» **EXERCISE**
Word for word, print the entries that follow.

(Records drawn from a dataset)
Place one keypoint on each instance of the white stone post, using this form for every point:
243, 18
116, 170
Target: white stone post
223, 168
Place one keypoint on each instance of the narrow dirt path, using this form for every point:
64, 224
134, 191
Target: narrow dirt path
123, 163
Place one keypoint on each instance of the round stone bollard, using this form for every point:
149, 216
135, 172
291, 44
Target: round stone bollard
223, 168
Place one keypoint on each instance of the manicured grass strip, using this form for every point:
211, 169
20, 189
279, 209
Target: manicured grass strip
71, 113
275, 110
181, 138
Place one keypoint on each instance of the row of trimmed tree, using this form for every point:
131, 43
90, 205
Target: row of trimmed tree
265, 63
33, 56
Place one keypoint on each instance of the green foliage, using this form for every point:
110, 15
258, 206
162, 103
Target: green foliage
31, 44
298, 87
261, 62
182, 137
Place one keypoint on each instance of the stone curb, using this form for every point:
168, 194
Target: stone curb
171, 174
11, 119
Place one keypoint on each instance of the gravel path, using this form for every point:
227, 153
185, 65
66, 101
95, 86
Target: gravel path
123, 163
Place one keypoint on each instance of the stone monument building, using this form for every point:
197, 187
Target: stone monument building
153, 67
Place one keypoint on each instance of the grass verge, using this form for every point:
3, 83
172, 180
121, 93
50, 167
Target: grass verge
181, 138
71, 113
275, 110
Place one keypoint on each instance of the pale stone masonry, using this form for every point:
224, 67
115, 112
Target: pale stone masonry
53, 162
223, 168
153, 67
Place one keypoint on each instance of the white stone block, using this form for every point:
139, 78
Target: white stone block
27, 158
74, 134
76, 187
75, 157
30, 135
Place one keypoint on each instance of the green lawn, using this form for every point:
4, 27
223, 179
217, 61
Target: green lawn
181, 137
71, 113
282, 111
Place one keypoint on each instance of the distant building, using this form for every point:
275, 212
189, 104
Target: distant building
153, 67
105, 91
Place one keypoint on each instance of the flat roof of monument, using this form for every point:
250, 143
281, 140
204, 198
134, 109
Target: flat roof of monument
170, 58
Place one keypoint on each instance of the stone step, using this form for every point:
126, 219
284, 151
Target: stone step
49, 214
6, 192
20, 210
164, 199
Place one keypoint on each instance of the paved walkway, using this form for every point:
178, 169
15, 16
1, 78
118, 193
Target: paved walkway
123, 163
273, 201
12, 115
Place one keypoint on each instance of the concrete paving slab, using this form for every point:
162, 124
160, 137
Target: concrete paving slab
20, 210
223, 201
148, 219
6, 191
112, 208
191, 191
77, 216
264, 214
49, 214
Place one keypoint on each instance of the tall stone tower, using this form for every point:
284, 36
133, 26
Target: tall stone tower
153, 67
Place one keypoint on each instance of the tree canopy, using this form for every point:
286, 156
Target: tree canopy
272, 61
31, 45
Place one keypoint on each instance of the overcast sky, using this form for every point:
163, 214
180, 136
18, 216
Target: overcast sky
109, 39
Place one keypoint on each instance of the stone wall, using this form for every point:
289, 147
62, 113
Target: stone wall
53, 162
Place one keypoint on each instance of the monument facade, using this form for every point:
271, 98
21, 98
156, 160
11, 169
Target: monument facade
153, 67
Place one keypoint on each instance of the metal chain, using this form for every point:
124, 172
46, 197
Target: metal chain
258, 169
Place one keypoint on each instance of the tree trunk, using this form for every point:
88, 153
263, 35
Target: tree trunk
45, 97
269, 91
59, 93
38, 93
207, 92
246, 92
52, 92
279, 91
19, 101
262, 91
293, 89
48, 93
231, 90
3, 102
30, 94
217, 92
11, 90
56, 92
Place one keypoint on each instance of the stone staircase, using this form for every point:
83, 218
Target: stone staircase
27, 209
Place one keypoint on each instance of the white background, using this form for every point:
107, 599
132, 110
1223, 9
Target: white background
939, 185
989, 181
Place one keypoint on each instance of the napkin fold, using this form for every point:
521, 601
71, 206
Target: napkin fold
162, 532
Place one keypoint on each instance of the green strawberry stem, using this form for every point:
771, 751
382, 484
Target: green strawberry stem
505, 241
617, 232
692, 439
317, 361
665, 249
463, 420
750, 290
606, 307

» **YOUR RESPONSE**
Place one keypoint on each instance of the white stone post, using this form for every point:
243, 18
116, 170
Target: white stone post
223, 168
Place one keypoint on each instance of the narrow dirt path, using this form for every point:
64, 224
134, 191
Target: narrow dirt path
123, 163
Place one keypoint on each instance of the round stone bollard, using this form for every point:
149, 216
135, 172
291, 44
Target: round stone bollard
223, 168
Place one keypoint on each instance of the manicured grass strip, using this form for every point:
211, 169
20, 189
279, 209
Target: manicured grass strip
71, 113
275, 110
181, 138
Place one keypoint on each instance of the row of trimmed tree, using this form for every point:
131, 43
90, 205
Target: row of trimmed tree
265, 63
33, 56
Place one keypoint on each instance of the green foliage, using this form for every point:
110, 15
258, 206
162, 103
Target: green foliage
31, 44
298, 87
261, 62
182, 137
Place one keypoint on each instance of the stone curb, using this form for every point:
168, 194
Target: stone curb
171, 174
11, 119
Place one keypoint on each instance of the gravel path, using this form for every point:
227, 153
185, 65
66, 101
95, 86
Target: gravel path
123, 163
Place one keypoint on each instance of the stone monument building, using this form for every point:
197, 187
Target: stone monument building
153, 67
Place one keypoint on each instance of the grass verge, using this form for every point:
3, 83
172, 180
121, 93
50, 167
Target: grass verge
181, 138
71, 113
275, 110
Place one keypoint on each instance of the pale stone masonry, using this form for every point:
224, 67
115, 112
Target: pale stone masonry
53, 162
223, 168
153, 67
Place one keypoint on each instance of the white stone block, using this form for every point:
139, 78
Target: white stone block
27, 158
74, 134
76, 187
75, 157
30, 135
Place one keypoint on each instance of the green lawn, using this form for every point:
4, 27
223, 179
217, 61
Target: green lawn
181, 137
71, 113
282, 111
Place one keypoint on each instance of the distant building, using this form for every point:
275, 212
189, 104
Target: distant building
153, 67
105, 91
Place one keypoint on each instance of the flat roof of monument, using this form for every point:
250, 143
281, 140
204, 198
134, 109
Target: flat roof of monument
170, 58
Place one keypoint on each instance of the stone step, using this form for every point:
126, 219
284, 151
Target: stone step
49, 214
6, 192
20, 210
164, 199
Place one keypoint on each instance of the paved walkway, using this form for every point:
178, 169
15, 16
1, 78
118, 193
Target: paved walkway
123, 163
273, 201
12, 115
Place one keypoint on each instance of the concrete paving slab, using this form for every point:
162, 124
160, 137
Target: concrete paving slab
20, 210
223, 201
148, 219
6, 191
112, 208
191, 191
77, 216
264, 214
49, 214
Place one keypoint on each instance of the tall stone tower, using this form for every point:
284, 36
133, 26
Target: tall stone tower
153, 67
Place one keypoint on each instance of the tree canopy, using this form for every point:
286, 156
Target: tree canopy
272, 61
31, 45
Place one keypoint on each instance of the overcast sky, using this form for every point:
163, 214
180, 136
18, 216
Target: overcast sky
109, 39
Place one keypoint on each instance of the stone wall, using this form for every point:
289, 147
62, 113
Target: stone wall
53, 162
Place one keypoint on each instance of the monument facade, using this form for every point:
271, 98
21, 98
156, 160
11, 169
Target: monument facade
153, 67
Place one keypoint on each instance of the metal chain, using this form for every point:
124, 172
46, 197
Target: metal chain
258, 169
Place one keypoint on each instance of the tree trunk, using this form for every point:
88, 153
263, 35
Target: tree trunk
45, 97
269, 91
59, 93
38, 93
207, 92
246, 92
52, 92
279, 91
19, 101
262, 91
293, 89
48, 93
231, 90
3, 102
30, 94
217, 92
11, 90
56, 92
Place one keypoint on each instance of the stone staircase, using this form for every point:
83, 218
Target: stone staircase
27, 209
Place one keypoint on each instance of the white background, using this form for every point:
107, 599
132, 110
1223, 9
Target: white background
939, 185
989, 181
Place one keypoint on each instance of the napkin fold, using this form for every point:
521, 601
71, 206
Target: napkin fold
162, 532
Place one keypoint on each instance of the green strawberry stem, using this form for every point:
771, 751
382, 484
Target: green strawberry stem
505, 241
617, 232
692, 439
317, 361
665, 249
463, 420
750, 290
606, 307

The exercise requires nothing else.